Constructing the sites is not the only hurdle. “Finding foreign medical teams to come has been a challenge,” said Roar Bakke Sorensen, the spokesperson for WHO in Liberia. Complicating matters, health workers promised hazard pay in August have yet to be paid.
Amid the chaos of ambulances roaring, family members waiting, and people dying in and near Ebola treatment units, there is a paradoxical sense that Monrovia has come to a standstill.
Amid the chaos of ambulances roaring, family members waiting, and people dying in and near Ebola treatment units, there is a paradoxical sense that Monrovia has come to a standstill. The plush, maroon-carpeted amphitheaters of Capitol Hill, where senators and legislators usually sit in dark wood chairs behind lecterns, were empty on Tuesday. The political center had been closed after James K. Morlu, the deputy sergeant at arms, was suspected to have died of Ebola at Redemption. The halls were disinfected with chlorine spray. Many other government buildings in downtown Monrovia and along Tubman Boulevard, the city’s main thoroughfare, are largely empty, with nonessential staff sent home. The clicking of black shoes and roar of children departing school each afternoon is gone; classrooms stand empty, unlikely to be filled until next year.
John F. Kennedy Memorial Hospital, the nation’s largest hospital, is desolate and quiet, now filled with a jumble of plastic chairs, stacked beds, and abandoned hazmat suits. Many health workers are frightened to come to in, for fear that a patient might arrive with Ebola. Patients with other ailments are being turned away. The hospital’s morgue is empty. In the kitchen on Thursday, a worker placed a few food trays on a trolley. There were only seven patients to attend to in the whole facility.
The same day, at an Ebola treatment unit run by the Ministry of Health that has taken over the JFK cholera ward, a thin, middle-aged man hung out the window of an ambulance as though he was about to vomit. Four other people were in the shadows of the ambulance’s tinted windows; the vehicle could have been mistaken for an ordinary car. The man had come from Kakata, a town in Margibi County, over an hour away. Those transporting him were from a hospital that last month lost almost half of its staff members, according to workers from the facility. With only a few ambulances or vehicles serving as such in each county and treatment centers few and far between, rural health workers must drive for miles with suspected patients across muddy, potholed roads.
Nearby people gathered to read the Daily Talk, a famous chalkboard on which the latest local news is written. All of the news was about Ebola. The headline “Killer Bean Ebola” underscored a picture of a strange wormlike creature with a skull-and-crossbones head, holding an arrow in one hand and a dagger in another. “I was created in the image of Satan to destroy life and property on earth,” words under the drawing read. In the lower left-hand corner was a photograph of an Ebola survivor whose blood, the board claimed, could be used to treat patients.
At the Ebola treatment center, a fire billowed, burning used hazmat suits and waste, as people headed to their homes before the nightly curfew imposed by the government.
Sankoh believes Ebola is a sign of the end of times, which, according to Luke in the Bible, would be marked by earthquakes and pestilences. Others similarly believe that only God can explain the outbreak: In front of Redemption, a 13-year-old girl named Esther Cooper, whose mother, father, and 5-month-old brother had recently died from Ebola, lay on the ground in a pink T-shirt next to an elderly woman trying to stay conscious.
“I feel terrible, but there is nothing I can do,” said Cyrus Williams, the girl’s uncle. “I hope God will restore her. Everything is with God.”

————————

Instructions to follow = In the article on Ebola in Monrovia, what is the Daily Talk? Please rely only on the text above.

Stored data
————————

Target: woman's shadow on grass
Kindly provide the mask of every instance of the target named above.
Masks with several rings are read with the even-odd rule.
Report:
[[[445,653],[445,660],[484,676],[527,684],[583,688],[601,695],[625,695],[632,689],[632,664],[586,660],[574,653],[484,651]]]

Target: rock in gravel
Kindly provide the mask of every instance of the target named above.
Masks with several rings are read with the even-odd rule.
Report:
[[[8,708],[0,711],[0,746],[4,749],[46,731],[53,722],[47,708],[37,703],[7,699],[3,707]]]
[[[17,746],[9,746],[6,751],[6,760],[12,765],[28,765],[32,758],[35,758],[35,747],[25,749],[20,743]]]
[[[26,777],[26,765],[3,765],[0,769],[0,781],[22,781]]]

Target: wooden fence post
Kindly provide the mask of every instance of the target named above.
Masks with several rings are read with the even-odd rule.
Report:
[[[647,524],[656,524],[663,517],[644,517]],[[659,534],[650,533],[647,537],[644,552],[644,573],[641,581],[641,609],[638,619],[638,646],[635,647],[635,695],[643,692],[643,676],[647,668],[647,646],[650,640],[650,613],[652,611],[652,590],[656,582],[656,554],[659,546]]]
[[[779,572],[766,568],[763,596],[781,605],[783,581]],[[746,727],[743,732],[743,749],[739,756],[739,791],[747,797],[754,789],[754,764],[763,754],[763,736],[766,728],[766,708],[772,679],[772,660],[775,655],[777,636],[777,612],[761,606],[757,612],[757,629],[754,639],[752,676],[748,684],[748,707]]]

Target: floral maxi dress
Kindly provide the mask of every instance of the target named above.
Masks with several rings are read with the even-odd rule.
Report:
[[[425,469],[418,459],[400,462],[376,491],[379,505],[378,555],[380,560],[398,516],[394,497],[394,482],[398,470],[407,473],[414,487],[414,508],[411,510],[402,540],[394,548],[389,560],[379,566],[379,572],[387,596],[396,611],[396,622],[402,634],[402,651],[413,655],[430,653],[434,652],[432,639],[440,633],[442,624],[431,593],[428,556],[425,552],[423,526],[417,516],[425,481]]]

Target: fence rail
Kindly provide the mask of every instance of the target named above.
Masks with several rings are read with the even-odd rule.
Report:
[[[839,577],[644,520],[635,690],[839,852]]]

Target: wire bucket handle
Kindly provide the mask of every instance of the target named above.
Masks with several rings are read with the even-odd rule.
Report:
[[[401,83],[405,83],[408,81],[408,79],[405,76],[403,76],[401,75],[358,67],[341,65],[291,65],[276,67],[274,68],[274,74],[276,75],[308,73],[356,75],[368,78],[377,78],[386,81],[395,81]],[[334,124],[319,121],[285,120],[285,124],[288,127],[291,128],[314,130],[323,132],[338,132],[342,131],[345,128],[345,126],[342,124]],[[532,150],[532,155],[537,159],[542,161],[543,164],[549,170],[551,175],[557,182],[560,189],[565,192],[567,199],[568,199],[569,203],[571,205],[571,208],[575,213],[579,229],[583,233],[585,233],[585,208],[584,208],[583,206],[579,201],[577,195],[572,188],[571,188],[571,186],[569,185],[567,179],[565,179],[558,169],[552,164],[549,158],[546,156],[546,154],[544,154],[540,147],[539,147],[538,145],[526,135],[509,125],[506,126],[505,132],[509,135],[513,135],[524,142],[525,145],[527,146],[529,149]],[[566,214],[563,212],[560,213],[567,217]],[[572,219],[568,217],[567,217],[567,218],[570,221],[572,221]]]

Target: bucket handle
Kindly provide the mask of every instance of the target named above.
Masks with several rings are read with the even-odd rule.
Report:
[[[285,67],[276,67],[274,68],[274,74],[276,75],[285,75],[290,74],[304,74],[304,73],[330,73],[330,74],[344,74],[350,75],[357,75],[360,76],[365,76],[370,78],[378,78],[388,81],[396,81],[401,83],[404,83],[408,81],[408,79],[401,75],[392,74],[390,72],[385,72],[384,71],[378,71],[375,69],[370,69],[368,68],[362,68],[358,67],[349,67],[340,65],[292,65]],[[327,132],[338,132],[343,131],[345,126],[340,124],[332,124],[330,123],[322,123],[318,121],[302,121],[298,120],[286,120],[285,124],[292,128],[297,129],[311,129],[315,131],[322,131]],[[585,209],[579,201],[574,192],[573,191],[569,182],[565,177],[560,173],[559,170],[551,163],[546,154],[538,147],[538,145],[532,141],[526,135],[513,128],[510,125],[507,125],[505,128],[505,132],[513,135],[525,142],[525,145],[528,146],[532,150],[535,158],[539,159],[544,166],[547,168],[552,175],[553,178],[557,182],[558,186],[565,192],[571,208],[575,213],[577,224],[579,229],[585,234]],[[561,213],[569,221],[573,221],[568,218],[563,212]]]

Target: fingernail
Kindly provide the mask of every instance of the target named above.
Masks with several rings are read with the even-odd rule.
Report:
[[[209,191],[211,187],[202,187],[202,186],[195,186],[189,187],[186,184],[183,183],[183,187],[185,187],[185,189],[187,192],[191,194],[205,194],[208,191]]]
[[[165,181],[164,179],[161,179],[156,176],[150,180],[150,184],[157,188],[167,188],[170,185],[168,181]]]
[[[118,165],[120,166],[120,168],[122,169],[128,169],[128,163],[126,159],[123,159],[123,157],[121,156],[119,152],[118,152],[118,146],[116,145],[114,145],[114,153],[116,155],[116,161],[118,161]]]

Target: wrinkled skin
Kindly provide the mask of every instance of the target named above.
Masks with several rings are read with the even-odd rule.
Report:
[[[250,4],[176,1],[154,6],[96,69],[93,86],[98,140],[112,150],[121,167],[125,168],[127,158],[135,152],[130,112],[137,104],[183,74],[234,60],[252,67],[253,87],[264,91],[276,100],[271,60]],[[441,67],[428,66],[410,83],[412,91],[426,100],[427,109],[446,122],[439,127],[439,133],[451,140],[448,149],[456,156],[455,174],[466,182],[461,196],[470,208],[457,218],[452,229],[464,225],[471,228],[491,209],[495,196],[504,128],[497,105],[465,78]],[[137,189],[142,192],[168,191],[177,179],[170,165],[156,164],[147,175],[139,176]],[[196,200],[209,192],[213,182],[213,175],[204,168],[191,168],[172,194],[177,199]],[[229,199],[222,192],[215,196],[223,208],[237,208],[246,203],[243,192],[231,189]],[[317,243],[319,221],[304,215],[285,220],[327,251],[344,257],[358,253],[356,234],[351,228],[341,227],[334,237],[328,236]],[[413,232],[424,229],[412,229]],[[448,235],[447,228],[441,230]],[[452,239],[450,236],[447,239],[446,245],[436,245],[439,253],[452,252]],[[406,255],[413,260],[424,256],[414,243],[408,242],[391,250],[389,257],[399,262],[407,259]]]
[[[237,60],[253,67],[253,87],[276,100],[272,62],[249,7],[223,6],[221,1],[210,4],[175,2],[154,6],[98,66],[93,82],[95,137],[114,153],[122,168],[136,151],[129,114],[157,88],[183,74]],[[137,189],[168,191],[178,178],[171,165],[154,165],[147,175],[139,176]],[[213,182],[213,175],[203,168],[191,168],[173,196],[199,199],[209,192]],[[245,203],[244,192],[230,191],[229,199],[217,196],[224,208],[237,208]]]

————————

Solution below = It is a famous chalkboard on which the latest local news is written.